→ SHORT PROBLEM: Take the line that contains "blonde woman's hair." as the first line and the last line of the material below as the final one; reproduce exactly the lines between, inclusive.

Dataset rows

-----

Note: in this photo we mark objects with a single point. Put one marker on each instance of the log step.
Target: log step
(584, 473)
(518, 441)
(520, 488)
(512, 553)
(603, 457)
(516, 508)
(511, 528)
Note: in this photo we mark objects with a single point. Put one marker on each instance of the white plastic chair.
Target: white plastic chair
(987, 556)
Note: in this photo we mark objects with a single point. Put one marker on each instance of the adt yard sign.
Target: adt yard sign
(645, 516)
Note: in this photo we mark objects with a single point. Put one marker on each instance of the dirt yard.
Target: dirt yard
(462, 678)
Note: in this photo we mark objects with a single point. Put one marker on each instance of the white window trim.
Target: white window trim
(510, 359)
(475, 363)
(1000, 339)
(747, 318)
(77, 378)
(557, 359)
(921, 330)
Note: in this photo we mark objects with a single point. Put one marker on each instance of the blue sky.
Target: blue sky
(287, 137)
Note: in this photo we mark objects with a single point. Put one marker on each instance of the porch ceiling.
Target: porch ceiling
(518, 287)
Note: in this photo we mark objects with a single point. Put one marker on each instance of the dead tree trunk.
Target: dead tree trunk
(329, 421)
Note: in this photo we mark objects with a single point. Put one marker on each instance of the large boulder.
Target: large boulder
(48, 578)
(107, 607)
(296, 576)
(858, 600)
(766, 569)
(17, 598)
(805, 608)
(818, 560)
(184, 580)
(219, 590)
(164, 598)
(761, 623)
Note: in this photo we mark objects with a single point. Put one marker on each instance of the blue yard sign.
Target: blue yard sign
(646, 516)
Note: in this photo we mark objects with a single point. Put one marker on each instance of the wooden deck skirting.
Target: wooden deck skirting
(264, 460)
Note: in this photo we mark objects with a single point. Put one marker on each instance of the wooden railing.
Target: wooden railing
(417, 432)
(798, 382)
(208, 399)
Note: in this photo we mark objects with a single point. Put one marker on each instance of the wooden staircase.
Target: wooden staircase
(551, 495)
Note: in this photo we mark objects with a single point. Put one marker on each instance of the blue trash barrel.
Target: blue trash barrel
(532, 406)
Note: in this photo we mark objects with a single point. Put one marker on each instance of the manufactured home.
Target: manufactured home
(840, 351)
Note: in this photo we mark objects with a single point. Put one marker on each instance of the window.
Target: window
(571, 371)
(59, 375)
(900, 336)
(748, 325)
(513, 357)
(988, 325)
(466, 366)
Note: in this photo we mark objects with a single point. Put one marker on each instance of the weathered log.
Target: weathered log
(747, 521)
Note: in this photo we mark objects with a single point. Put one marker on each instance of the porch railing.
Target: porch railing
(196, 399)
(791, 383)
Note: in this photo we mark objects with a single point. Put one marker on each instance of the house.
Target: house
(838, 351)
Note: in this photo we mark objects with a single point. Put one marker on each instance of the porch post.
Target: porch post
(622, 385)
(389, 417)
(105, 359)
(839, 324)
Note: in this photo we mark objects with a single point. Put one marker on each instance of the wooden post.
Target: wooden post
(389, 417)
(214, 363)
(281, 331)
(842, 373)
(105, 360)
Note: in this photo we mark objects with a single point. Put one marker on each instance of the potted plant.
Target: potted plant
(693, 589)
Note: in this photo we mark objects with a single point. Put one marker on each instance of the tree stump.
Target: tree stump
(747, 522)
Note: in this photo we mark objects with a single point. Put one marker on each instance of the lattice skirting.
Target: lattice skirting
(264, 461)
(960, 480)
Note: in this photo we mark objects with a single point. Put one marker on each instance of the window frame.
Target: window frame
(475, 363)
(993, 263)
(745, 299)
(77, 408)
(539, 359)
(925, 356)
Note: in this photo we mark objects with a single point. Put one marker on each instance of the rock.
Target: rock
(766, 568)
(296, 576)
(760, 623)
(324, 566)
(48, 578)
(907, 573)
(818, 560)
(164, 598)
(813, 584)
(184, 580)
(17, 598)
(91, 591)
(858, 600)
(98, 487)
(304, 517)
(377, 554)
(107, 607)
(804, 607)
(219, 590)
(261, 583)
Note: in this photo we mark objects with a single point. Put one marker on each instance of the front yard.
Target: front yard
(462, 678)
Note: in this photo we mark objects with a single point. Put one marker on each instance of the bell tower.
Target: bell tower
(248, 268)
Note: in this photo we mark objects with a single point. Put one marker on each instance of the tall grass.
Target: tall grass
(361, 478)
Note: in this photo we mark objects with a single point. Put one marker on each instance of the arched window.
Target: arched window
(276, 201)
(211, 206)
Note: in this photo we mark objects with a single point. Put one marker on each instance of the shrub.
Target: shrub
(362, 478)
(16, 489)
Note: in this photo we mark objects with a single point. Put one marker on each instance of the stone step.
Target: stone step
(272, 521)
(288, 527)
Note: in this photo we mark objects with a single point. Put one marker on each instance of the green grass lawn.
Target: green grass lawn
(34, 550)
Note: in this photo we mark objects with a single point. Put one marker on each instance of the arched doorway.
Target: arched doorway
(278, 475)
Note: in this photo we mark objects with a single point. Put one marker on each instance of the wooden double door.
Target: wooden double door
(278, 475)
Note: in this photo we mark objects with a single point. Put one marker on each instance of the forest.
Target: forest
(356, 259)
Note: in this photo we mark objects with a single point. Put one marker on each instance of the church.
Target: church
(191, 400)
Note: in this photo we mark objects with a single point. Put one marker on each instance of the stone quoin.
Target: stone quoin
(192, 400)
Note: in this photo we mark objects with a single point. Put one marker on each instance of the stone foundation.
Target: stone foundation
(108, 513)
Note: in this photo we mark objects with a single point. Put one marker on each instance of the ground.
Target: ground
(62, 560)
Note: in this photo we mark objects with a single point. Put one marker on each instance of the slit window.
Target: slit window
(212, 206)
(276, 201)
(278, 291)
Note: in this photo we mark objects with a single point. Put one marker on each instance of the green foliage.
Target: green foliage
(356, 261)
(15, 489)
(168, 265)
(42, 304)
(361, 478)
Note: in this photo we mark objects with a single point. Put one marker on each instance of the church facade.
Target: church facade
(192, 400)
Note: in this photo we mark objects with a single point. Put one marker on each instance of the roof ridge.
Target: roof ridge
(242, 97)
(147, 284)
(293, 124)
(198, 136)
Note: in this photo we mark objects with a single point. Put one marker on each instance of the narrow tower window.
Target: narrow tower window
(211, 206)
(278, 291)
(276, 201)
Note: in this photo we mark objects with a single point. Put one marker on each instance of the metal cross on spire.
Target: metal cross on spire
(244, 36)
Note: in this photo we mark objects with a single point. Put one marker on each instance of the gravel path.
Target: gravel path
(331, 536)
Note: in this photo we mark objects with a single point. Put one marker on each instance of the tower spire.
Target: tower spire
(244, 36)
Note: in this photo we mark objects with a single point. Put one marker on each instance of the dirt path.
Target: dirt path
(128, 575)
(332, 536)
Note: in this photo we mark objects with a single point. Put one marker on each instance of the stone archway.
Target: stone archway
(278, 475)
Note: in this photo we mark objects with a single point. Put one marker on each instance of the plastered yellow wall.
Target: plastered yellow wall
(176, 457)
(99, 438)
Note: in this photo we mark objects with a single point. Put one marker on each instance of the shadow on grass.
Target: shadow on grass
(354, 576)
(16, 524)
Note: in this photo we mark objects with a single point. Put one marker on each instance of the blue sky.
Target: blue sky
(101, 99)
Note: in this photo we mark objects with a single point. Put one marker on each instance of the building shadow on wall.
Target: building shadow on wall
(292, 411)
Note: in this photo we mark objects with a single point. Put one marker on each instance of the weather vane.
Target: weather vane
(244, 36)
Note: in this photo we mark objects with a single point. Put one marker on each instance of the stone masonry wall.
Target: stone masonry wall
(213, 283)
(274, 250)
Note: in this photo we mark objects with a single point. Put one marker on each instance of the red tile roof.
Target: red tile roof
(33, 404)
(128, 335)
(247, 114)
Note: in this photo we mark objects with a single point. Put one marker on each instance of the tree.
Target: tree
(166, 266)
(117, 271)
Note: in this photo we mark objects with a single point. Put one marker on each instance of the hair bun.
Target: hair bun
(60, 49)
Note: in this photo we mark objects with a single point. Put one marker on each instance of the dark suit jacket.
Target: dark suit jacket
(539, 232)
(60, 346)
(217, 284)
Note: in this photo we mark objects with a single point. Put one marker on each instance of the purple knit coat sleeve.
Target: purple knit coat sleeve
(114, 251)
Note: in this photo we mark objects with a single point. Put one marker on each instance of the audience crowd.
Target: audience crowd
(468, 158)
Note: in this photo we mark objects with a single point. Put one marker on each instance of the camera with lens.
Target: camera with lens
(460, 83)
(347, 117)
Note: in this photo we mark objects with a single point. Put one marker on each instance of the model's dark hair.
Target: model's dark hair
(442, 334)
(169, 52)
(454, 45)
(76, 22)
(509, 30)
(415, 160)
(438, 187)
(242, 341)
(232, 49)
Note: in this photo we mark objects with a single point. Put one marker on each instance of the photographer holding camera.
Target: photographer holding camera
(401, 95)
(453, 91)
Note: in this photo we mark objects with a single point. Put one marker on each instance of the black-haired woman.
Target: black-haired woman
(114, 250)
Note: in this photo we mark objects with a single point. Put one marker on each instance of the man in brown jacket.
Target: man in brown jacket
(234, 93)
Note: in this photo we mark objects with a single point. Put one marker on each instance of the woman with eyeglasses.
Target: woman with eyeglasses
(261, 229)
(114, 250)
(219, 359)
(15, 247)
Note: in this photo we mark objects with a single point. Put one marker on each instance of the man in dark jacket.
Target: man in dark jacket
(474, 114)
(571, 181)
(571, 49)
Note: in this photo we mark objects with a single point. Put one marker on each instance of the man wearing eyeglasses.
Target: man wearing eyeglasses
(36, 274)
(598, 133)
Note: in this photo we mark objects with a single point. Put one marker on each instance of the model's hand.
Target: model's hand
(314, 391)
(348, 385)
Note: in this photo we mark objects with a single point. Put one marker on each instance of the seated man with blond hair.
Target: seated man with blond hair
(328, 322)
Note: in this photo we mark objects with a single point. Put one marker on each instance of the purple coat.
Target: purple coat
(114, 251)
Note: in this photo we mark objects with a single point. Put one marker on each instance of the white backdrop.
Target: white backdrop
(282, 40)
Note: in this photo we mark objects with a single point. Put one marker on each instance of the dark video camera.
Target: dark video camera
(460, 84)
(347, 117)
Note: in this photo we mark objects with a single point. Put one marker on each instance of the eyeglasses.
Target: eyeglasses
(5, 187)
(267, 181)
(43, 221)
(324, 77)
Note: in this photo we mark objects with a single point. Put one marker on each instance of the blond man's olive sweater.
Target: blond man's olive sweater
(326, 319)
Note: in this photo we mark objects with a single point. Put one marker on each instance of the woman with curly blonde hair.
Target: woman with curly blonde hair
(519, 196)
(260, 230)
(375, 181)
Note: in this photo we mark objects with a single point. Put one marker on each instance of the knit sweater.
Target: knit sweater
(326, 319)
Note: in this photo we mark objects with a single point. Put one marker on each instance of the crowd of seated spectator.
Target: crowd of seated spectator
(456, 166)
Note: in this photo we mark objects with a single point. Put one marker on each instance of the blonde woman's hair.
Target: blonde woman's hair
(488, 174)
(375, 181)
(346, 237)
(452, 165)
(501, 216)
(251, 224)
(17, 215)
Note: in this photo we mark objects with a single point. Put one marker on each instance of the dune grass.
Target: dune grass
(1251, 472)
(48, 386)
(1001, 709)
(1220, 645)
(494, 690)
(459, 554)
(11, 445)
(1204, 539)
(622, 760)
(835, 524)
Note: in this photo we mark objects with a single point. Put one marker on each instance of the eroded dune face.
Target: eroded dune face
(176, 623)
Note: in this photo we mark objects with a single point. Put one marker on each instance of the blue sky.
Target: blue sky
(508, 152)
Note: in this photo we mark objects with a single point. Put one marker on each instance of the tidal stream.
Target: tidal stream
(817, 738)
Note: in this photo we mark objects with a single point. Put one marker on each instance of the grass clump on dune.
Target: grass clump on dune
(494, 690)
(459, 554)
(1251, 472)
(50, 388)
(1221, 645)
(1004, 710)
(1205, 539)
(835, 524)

-----

→ SOLVED PROBLEM:
Note: in this photo we mark objects with a single point. Put one marker on each instance of the blonde woman's hair.
Target: blonde woman's hair
(488, 174)
(375, 181)
(346, 237)
(452, 165)
(501, 216)
(251, 224)
(17, 215)
Note: in this photo we mark objects with a single point. Put one marker on each instance of the dune grass.
Target: dune grass
(1251, 472)
(48, 386)
(1001, 709)
(1220, 645)
(494, 690)
(459, 554)
(11, 445)
(1204, 539)
(622, 760)
(835, 524)
Note: in this photo we mark objects with a single point. Put one marker on each instance of the eroded dune face.
Target: eroded dune face
(176, 623)
Note: in this photo we mark objects with a single point. Put one marker on each instance of the blue sky.
Target: blue sky
(508, 152)
Note: in this photo we mark objects with a single point. Put one marker on each instance of the tidal stream.
Target: tidal stream
(817, 738)
Note: in this photo we mark objects with a single point. Put one marker on each instance of the grass clump on dune.
Target: grass clump on dune
(494, 690)
(459, 554)
(1251, 472)
(50, 388)
(1221, 645)
(1004, 710)
(1205, 539)
(835, 524)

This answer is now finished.